> [Lines of data]:
◆ ◆ ◆
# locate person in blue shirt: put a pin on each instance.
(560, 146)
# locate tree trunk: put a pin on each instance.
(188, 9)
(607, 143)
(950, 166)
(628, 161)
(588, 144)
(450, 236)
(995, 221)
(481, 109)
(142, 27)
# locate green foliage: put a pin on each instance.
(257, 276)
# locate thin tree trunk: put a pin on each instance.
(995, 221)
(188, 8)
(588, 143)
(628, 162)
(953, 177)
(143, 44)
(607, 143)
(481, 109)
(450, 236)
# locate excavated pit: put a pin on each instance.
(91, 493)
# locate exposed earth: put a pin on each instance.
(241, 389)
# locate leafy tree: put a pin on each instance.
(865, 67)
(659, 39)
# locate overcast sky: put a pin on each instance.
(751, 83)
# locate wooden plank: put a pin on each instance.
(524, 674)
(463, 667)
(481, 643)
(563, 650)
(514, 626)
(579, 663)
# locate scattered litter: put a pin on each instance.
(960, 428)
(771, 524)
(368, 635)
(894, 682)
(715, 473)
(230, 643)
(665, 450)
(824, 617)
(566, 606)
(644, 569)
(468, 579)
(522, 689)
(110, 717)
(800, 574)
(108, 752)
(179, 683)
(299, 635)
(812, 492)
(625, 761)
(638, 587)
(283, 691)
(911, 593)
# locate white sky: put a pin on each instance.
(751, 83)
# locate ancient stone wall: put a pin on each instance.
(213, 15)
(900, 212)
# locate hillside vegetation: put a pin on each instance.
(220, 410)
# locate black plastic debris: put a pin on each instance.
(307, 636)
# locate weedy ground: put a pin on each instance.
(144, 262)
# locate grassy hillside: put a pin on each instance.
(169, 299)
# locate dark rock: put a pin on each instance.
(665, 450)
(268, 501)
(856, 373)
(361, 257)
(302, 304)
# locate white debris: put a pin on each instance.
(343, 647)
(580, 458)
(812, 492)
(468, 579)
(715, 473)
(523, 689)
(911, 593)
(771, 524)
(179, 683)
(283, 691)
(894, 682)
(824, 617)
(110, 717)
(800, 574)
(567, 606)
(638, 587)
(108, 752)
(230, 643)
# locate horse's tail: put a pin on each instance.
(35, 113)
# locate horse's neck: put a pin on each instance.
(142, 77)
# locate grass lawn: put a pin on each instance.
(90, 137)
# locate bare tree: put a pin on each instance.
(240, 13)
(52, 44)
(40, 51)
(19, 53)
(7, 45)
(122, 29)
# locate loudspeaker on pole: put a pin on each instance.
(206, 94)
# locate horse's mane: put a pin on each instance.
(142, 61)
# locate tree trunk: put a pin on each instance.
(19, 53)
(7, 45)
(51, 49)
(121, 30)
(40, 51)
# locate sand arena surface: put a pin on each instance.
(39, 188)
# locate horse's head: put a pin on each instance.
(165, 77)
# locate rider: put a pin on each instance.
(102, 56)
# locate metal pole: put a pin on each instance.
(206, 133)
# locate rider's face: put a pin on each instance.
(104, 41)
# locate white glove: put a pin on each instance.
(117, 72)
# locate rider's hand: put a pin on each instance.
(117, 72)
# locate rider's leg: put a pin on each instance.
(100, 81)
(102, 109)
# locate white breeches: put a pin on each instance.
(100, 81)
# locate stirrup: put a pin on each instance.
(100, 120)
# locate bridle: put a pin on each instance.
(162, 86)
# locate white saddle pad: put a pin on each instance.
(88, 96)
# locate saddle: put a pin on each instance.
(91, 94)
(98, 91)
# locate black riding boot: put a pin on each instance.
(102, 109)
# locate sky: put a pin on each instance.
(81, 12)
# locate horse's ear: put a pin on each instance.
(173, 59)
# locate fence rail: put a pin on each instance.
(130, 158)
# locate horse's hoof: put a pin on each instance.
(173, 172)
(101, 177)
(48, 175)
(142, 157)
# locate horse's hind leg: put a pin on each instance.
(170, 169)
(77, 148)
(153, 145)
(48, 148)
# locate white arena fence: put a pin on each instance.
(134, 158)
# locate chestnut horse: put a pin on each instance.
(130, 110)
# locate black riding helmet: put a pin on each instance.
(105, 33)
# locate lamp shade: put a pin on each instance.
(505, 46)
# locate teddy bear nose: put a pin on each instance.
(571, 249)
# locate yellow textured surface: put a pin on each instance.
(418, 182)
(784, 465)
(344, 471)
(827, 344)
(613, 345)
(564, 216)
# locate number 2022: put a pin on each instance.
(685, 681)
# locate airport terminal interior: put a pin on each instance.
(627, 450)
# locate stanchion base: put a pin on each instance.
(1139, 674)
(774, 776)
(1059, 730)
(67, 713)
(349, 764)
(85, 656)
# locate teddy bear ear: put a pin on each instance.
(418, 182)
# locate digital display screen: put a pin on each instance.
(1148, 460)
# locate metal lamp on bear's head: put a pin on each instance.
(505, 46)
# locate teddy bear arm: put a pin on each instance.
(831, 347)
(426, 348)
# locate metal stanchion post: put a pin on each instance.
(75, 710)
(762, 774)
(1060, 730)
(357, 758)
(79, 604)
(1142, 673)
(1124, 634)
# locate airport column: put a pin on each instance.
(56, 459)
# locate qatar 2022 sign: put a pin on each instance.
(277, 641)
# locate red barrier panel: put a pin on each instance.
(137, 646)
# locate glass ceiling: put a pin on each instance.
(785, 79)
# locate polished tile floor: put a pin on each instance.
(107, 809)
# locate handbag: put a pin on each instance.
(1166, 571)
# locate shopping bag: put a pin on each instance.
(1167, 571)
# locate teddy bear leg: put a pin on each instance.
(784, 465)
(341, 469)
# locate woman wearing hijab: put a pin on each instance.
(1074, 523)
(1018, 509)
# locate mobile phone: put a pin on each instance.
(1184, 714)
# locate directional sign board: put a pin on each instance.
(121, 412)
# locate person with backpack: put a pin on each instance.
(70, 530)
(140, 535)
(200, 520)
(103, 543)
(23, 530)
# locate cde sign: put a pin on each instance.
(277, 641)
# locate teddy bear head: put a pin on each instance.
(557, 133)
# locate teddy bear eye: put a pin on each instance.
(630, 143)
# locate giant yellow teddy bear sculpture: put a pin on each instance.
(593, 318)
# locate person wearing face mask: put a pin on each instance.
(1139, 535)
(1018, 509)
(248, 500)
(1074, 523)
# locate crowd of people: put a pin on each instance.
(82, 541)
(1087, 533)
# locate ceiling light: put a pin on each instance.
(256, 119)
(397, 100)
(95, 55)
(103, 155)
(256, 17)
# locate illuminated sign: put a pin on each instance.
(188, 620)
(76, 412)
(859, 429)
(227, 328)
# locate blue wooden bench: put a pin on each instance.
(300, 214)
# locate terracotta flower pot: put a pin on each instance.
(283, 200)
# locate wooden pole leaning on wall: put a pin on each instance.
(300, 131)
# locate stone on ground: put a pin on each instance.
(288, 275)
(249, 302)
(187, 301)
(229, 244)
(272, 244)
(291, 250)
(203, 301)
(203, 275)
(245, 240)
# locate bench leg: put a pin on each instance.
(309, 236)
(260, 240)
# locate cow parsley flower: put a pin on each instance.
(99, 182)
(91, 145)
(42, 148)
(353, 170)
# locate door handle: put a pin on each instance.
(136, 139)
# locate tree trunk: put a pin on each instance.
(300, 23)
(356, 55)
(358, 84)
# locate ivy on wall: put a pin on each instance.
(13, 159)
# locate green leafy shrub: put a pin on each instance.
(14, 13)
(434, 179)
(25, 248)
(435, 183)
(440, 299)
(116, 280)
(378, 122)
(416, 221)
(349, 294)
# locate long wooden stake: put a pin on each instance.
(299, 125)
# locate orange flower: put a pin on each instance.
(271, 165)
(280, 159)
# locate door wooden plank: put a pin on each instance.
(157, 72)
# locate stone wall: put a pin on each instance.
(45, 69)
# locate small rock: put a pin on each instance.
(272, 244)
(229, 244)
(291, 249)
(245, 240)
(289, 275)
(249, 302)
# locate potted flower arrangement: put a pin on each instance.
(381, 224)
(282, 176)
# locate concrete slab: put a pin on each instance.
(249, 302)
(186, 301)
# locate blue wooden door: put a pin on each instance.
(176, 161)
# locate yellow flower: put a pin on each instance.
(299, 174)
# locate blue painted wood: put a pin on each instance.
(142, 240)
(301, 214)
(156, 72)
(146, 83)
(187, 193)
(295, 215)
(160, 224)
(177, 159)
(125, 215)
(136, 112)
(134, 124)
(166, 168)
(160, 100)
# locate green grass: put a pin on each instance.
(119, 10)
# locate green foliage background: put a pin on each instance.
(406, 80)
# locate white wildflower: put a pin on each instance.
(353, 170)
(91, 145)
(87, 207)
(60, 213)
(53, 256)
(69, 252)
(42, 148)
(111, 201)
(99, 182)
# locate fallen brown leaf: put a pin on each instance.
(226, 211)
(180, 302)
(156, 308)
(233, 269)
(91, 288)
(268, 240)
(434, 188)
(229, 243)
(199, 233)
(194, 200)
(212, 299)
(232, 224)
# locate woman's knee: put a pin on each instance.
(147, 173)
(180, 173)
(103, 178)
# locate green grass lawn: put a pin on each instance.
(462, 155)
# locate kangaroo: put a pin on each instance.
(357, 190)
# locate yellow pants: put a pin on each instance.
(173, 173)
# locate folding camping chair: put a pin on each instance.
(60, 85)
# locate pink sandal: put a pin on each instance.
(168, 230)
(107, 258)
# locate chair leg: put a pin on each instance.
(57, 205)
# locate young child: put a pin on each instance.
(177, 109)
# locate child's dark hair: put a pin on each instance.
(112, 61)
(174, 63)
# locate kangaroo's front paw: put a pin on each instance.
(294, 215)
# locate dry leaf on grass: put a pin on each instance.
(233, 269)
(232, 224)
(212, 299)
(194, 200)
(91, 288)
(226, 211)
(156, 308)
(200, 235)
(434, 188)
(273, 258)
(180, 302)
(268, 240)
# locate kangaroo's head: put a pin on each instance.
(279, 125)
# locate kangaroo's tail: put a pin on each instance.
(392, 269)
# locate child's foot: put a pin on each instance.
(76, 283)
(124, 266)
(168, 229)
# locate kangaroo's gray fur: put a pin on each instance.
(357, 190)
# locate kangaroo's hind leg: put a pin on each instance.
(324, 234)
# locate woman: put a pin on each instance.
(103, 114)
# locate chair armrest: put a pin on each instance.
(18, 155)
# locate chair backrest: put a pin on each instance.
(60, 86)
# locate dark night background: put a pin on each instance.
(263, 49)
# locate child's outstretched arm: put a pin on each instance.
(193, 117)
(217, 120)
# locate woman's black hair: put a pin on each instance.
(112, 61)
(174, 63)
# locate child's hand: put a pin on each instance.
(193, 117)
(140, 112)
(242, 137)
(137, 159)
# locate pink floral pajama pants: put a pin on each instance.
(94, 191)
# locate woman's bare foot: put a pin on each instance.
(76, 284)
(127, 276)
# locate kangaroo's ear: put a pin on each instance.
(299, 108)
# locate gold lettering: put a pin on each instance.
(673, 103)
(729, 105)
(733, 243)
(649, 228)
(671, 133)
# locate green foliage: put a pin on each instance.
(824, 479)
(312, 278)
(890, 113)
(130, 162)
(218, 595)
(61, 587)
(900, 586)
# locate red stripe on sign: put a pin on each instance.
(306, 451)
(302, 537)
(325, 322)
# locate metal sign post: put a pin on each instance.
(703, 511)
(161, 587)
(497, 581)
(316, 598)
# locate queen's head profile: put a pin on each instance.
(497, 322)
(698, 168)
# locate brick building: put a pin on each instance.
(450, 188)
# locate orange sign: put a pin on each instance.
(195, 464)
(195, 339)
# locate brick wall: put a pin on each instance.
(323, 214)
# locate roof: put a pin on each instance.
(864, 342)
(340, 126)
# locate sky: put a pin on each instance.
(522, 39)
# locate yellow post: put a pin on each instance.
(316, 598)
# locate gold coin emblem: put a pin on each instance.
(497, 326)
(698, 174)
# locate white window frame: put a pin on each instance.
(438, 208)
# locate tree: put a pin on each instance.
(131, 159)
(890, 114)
◆ ◆ ◆
> [DIRECTIONS]:
Rewrite everything from the line containing "# locate brick building: put" down to the end of the entries as a Markdown table with columns n and Line, giving a row number and one line per row and leaving out blank lines.

> [FULL RESPONSE]:
| n | Line |
|---|---|
| 1 | # locate brick building: put a pin on each instance. |
| 2 | (450, 188) |
| 3 | # locate orange sign: put a pin on each instance. |
| 4 | (195, 464) |
| 5 | (195, 339) |
| 6 | # locate brick wall: put a pin on each instance. |
| 7 | (323, 214) |
| 8 | # locate roof: put a pin on each instance. |
| 9 | (864, 342) |
| 10 | (340, 126) |
| 11 | # locate sky: put a pin on each instance. |
| 12 | (522, 39) |
| 13 | # locate yellow post: put a pin on each instance. |
| 14 | (316, 598) |
| 15 | # locate gold coin emblem: put a pin on each instance. |
| 16 | (497, 326) |
| 17 | (698, 174) |
| 18 | # locate white window frame: put a pin on each instance. |
| 19 | (438, 208) |
| 20 | # locate tree: put a pin on each instance. |
| 21 | (131, 159) |
| 22 | (890, 114) |